LAJ: It must be an exciting time for you right now.

SC: Yeah, more than anything it’s just good to see everybody again, because we finished filming about a year and a half ago and then promoted Mockingjay Part 1 last November, so it’s been a long year without seeing everyone everyday.

LAJ: How does it feel to revisit the Hunger Games after all this time? I get the impression it’s quite a fun set.

SC: You know what, the actual process of filming itself was incredible, a lot of fun – probably too much fun at times! But at the same time we all worked pretty hard. When we came back last November for Mockingjay Part 1, the premier and press stuff for that, it was like revisiting old friendships. So many of them live in LA so I don’t get to see them or hang out that much. It’s been nice to see everyone and catch up, reminisce and remind ourselves of what we did a year and a half ago. And I’m excited for everyone to see it.

LAJ: Do you tend to stay in touch with people after filming? I imagine it to be a very transient existence.

SC: I do but what I quickly realized after my first job is that every other actor goes on to another job immediately afterwards and meets their new family. You know what I mean? It’s weird. We try to keep in touch but it’s difficult because everyone has so much other things going on in their lives. I have my home life, my wife, my dog, all my friends and my family in London that I barely ever get to see when I’m away filming so I spend my life trying to catch up with what I’ve missed.

LAJ: What do you miss most about London?

SC: Hanging out with loved ones really. It’s just catching up, talking; that to me is priceless. You can’t put a price on sitting at home watching crap TV with your wife! It’s a rarity, but something that I cherish.

LAJ: You’ve been involved in huge franchises and yet you’ve not become Daily Mail fodder. Is that a conscious effort or just something that happens to have eluded you?

SC: My theory about that is I’m not looking for fame. There are so many people, as you call it the ‘Daily Mail fodder’ for example, who are seeking fame who will choose to do reality TV in order to get a higher profile and educate the masses about what they’re doing from day to day, whereas I like to keep my personal life personal. My career is absolutely a platform to enjoy but that’s not who I am. Who I am is who I am behind closed doors. I’d hate to think that loads of people would be judging me on what cereal I buy. I don’t think my life is interesting enough for the Daily Mail to be bothered either.

LAJ: Well they seem bothered by some pretty boring stuff. It’s at best boring and at worst really very intrusive.

SC: Well, I find it hard to believe the amount of times you see that X and Y are obviously dating because they’re having dinner with each other. It’s incredible to me that people actually swallow that information and, as I say, ‘judge’ people on it. That is unfortunately one of the costs, one of the downsides to what we do. I’m lucky, though, I feel like I haven’t found myself damaged in any way.

LAJ: Do you feel famous? Do you feel the fame – or perhaps success is a better word – has changed you in any way? Even if it’s just affording stuff.

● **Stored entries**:

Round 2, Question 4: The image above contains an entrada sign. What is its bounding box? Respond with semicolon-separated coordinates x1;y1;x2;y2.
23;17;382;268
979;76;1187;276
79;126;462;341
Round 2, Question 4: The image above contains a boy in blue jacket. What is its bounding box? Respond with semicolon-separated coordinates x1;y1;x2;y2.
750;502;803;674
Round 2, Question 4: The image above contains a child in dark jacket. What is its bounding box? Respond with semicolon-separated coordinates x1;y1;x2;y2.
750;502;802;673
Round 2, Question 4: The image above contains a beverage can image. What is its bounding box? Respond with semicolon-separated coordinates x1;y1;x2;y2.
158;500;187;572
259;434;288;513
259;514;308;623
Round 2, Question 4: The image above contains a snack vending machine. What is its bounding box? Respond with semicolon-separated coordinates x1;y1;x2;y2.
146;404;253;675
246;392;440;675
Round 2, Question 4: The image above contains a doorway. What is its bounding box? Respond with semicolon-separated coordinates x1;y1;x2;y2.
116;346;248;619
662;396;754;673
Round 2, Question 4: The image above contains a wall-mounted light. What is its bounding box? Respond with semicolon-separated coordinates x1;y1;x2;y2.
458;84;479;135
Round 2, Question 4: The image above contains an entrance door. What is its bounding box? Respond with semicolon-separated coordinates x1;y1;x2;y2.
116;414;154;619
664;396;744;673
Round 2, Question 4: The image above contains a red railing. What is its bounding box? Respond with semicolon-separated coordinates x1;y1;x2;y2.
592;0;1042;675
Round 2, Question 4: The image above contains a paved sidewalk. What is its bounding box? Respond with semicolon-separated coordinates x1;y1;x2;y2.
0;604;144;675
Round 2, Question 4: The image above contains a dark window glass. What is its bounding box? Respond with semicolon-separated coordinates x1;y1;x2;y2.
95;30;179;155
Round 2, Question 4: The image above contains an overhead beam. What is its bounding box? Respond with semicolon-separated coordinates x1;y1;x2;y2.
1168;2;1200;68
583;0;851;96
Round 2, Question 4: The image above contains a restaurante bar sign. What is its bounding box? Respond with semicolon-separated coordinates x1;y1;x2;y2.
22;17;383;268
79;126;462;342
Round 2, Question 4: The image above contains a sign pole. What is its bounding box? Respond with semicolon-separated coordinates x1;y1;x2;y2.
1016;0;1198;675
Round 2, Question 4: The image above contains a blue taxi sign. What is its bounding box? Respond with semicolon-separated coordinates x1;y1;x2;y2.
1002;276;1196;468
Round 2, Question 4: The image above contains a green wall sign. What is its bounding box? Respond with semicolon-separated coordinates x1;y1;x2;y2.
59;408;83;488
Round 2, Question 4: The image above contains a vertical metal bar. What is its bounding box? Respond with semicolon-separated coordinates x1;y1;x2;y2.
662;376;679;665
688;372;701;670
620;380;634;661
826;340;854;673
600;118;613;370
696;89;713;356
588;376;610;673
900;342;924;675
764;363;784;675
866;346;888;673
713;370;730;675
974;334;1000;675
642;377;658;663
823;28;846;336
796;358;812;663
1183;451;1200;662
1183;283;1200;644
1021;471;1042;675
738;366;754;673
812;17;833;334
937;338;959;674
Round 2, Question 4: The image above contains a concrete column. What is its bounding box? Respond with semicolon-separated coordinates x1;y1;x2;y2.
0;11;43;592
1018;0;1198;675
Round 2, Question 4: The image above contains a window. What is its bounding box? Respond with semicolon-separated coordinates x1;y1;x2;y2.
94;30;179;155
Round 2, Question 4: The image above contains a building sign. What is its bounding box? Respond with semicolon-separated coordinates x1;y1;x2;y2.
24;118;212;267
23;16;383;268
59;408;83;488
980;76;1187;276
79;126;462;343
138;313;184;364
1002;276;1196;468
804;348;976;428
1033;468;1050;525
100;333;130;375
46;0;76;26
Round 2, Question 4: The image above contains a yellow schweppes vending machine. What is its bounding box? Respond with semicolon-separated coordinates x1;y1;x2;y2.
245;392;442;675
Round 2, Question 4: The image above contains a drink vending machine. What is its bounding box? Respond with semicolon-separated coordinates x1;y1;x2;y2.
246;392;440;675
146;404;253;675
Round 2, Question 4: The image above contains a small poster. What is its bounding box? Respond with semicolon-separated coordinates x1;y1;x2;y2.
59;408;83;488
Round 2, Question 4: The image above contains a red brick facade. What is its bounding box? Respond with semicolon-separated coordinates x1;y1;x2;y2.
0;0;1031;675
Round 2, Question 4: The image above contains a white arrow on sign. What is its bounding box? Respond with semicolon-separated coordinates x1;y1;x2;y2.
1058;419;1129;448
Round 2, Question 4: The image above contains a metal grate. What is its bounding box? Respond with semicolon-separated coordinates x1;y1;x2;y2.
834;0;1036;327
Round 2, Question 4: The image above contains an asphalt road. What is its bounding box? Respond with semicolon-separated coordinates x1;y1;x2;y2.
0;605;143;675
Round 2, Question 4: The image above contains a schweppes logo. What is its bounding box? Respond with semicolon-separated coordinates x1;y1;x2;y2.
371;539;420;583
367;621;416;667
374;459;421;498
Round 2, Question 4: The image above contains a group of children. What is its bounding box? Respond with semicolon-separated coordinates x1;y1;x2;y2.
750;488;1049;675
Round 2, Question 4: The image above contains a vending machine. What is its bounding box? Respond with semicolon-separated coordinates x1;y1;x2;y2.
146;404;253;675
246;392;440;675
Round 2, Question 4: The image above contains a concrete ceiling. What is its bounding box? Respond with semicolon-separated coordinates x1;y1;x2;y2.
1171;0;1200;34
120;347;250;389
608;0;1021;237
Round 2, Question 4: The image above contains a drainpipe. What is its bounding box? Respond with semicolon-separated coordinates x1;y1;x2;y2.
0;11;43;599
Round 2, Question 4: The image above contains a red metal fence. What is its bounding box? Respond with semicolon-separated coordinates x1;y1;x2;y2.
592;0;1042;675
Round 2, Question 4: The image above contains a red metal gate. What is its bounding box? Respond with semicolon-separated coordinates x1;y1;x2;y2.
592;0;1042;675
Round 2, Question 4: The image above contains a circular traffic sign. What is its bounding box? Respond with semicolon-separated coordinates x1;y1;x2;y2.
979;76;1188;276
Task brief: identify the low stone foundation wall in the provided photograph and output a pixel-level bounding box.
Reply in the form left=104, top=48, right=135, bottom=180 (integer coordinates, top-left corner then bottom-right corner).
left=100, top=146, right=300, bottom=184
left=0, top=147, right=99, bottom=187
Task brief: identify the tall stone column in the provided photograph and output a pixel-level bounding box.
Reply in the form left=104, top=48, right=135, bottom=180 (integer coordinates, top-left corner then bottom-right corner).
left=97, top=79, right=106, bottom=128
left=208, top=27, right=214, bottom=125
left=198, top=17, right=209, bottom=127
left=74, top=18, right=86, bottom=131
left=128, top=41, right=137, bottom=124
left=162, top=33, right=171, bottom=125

● **GIVEN INSTRUCTION 1**:
Answer these questions about the interview:
(a) How long before the interview did filming finish?
(b) What does the person being interviewed call priceless?
(c) What would the person being interviewed hate to be judged on?
● **GIVEN INSTRUCTION 2**: Carry on the interview from the point where the text stops.

● **TASK OUTPUT 1**:
(a) About a year and a half earlier.
(b) Catching up and talking with loved ones.
(c) What cereal they buy.

● **TASK OUTPUT 2**:
SC: I have a house and I have a car and I have a little more money in the bank than I was used to when I was 17, but at the same time my ideals are the same and the way I live my life is exactly the same. I still have the same family and friends but maybe the clothes that I buy are a little nicer than the clothes I used to buy back then. I personally don’t see myself at all as famous or as interesting. I do a job that I thoroughly enjoy and hopefully people will continue to watch the sort of films that I take part in, but I’ve been quite fortunate in that I manage to keep myself to myself; I’m very rarely accosted in the street and I still get public transport all the time. It’s one of those things where I feel like I’ve got away with it really – but I don’t know why I wouldn’t! I’ve also lived vicariously through the Jennifer Lawrences of the world, the Jonny Depps and the Kristen Stewarts, and seen how they don’t choose the fame side of it either but that can be something that comes with the job. You can’t prepare for that or expect that, it’s just one of those things that happens to some people and some people it doesn’t; Daniel Day Lewis, for example, one of the most incredible actors of our generations, manages to live a peaceful and quiet life, out of the press.

LAJ: I do wonder if there’s a certain double standard in terms of gender. You mentioned a couple of women who’ve suffered terrible invasions of privacy.

SC: I definitely think generally it’s harder for women. I have a wife and I’ve witnessed the kind of scrutiny that a lot of women have to deal with. Even young girls having to aspire to a certain look or a certain way of living, I think that’s wrong. I turn up to an event in a blue suit which is nearly identical to the blue suit I wore the week before – in fact I could wear the same suit and change the tie and it would be fine. But if a girl even dreamt of wearing the same dress twice, such a faux pas! I don’t understand why women have to go through hours and hours and hours of hair and makeup and potentially still get it ‘wrong’ when nobody really cares about the blokes. That’s where a lot of the inequality lies I think, in how people judge each other.

LAJ: To go back to the Hunger Games, one of the things that’s great about it is it’s got a kick-ass female lead. I think that’s really important.

SC: Role models come in every shape and form nowadays because we have so many platforms to speak from. Katniss Everdeen is a reluctant hero, she’s someone who doesn’t know what she believes in or who she is but the moment she does there’s a fire in her belly. I think that’s one of the most important messages of the Hunger Games: be who you want to be. Everyone should be entitled to their own opinion, their own vision [of what a role model is].

LAJ: Who were your role models growing up?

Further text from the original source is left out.